> _Exercise_
When you reach the line containing "Target: awning" in the entries below, start writing out each line exactly, and stop after the line containing "Target: yellow taxi".

> _Record set_
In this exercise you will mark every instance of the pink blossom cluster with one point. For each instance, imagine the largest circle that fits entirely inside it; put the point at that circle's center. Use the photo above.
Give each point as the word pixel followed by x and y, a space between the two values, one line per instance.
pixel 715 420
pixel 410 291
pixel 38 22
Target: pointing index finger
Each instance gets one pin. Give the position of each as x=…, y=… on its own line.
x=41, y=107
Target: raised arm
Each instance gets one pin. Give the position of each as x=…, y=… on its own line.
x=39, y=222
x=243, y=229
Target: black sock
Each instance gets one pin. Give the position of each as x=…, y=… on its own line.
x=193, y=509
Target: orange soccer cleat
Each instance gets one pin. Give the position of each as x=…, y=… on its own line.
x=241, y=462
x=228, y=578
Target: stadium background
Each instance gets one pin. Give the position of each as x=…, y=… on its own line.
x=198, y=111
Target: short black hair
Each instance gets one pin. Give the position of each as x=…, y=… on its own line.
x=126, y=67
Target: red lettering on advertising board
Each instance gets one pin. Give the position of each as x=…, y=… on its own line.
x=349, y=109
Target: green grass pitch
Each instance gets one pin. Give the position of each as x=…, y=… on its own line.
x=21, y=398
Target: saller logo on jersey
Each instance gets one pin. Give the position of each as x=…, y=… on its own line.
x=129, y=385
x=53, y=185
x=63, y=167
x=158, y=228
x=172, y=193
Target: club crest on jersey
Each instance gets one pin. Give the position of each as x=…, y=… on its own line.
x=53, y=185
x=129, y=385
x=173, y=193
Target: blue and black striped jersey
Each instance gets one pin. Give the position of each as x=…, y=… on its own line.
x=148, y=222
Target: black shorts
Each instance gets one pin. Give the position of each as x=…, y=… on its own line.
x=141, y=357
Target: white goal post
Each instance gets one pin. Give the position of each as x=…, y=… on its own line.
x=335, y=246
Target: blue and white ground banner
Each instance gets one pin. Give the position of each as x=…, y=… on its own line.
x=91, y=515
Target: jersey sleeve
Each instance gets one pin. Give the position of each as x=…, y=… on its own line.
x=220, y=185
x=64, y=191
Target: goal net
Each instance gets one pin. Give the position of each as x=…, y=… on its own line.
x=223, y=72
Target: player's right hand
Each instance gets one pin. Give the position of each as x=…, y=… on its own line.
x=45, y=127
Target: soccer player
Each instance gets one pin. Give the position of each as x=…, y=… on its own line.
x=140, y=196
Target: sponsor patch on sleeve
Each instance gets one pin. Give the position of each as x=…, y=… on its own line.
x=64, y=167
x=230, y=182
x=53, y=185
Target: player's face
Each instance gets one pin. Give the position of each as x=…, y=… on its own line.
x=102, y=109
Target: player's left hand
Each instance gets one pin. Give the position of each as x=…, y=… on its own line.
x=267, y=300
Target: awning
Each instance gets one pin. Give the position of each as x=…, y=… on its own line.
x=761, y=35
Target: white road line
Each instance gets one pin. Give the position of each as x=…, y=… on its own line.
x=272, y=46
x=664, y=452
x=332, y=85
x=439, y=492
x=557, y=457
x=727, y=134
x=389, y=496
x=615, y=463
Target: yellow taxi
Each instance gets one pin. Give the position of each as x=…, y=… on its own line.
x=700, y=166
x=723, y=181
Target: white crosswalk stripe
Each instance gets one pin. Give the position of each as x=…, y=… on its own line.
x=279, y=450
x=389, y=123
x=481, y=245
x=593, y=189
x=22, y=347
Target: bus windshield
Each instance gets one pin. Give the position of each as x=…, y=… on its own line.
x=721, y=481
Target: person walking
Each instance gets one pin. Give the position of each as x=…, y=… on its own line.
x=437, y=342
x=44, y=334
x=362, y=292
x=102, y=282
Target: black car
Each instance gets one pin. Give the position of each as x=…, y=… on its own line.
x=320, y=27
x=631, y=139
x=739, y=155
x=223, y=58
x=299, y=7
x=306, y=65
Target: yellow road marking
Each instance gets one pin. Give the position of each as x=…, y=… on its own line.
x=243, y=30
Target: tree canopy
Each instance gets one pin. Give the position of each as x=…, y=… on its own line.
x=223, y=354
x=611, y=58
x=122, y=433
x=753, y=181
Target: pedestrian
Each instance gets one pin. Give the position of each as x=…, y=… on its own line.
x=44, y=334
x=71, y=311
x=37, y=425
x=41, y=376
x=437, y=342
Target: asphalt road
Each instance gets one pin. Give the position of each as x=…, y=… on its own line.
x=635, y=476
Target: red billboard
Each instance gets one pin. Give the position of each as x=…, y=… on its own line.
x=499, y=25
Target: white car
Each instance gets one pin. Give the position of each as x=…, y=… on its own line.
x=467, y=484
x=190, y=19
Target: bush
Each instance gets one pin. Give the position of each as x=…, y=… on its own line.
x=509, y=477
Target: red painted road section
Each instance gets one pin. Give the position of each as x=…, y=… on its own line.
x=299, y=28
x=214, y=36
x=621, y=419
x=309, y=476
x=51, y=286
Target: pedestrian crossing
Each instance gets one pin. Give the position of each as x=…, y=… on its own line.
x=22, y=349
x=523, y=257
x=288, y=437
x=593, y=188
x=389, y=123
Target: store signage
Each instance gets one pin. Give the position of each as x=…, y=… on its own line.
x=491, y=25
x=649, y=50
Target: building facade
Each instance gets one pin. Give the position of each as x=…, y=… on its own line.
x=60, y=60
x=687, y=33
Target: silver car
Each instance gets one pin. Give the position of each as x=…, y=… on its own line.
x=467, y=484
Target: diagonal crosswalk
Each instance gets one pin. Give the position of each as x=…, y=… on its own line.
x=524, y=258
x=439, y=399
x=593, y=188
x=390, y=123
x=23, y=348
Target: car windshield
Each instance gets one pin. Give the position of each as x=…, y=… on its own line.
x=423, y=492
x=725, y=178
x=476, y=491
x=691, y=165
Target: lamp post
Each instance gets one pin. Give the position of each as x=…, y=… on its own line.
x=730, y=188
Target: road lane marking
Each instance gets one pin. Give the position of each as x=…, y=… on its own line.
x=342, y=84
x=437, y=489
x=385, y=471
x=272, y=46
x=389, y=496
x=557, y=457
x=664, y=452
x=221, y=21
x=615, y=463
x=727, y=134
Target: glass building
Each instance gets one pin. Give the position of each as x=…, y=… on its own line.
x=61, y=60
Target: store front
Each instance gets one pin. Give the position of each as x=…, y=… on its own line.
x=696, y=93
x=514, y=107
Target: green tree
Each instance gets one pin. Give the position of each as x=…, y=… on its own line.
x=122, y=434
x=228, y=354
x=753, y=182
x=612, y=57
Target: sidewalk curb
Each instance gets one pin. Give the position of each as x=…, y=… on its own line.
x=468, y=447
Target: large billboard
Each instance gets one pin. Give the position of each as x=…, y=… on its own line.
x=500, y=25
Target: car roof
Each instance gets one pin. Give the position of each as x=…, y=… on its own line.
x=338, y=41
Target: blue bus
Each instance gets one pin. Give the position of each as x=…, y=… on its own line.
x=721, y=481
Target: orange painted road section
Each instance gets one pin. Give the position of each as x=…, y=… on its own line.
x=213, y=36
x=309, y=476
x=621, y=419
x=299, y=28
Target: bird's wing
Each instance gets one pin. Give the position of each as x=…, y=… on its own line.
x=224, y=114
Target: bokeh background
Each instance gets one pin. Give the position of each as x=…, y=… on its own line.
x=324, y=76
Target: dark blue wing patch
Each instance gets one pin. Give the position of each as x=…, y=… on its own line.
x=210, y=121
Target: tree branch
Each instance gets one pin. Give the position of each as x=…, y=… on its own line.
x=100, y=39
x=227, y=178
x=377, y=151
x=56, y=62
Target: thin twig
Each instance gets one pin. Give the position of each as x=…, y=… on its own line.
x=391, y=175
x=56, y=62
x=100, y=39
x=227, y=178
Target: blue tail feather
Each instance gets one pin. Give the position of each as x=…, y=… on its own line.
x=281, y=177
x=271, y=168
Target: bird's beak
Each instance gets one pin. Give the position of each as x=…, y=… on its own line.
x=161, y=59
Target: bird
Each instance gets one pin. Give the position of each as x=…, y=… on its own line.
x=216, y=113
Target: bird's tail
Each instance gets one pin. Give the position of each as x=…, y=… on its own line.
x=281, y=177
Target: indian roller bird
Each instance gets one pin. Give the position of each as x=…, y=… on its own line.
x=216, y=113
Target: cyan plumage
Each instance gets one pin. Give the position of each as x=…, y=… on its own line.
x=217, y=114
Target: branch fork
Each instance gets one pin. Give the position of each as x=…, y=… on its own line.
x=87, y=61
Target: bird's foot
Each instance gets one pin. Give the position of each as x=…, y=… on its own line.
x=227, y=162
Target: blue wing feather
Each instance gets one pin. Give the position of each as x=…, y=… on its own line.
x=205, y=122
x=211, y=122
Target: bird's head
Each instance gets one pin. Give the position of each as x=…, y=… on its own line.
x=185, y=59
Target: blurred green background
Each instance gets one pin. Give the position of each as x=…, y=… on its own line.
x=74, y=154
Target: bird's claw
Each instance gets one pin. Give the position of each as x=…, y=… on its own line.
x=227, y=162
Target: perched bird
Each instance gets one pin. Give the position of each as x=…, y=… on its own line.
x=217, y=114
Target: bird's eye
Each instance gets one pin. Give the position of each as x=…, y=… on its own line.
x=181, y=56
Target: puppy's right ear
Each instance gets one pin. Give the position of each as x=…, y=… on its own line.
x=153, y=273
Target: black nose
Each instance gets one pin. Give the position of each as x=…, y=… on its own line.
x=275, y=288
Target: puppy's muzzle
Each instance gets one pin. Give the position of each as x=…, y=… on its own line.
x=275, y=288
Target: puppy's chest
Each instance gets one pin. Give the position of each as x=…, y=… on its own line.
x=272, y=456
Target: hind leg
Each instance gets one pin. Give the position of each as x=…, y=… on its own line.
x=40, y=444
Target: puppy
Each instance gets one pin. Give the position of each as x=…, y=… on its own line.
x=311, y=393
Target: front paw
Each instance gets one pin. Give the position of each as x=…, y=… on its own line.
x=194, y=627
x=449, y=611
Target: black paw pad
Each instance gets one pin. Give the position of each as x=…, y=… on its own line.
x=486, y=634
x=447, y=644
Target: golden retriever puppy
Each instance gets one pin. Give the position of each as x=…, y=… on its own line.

> _Result of the task_
Target: awning
Each instance gets one pin. Give the position of each as x=…, y=… on its own line.
x=761, y=35
Target: white road line
Each instance gets one pin. Give the position of each as x=…, y=… on its own line.
x=272, y=46
x=664, y=452
x=332, y=85
x=439, y=492
x=557, y=457
x=727, y=134
x=389, y=496
x=615, y=463
Target: yellow taxi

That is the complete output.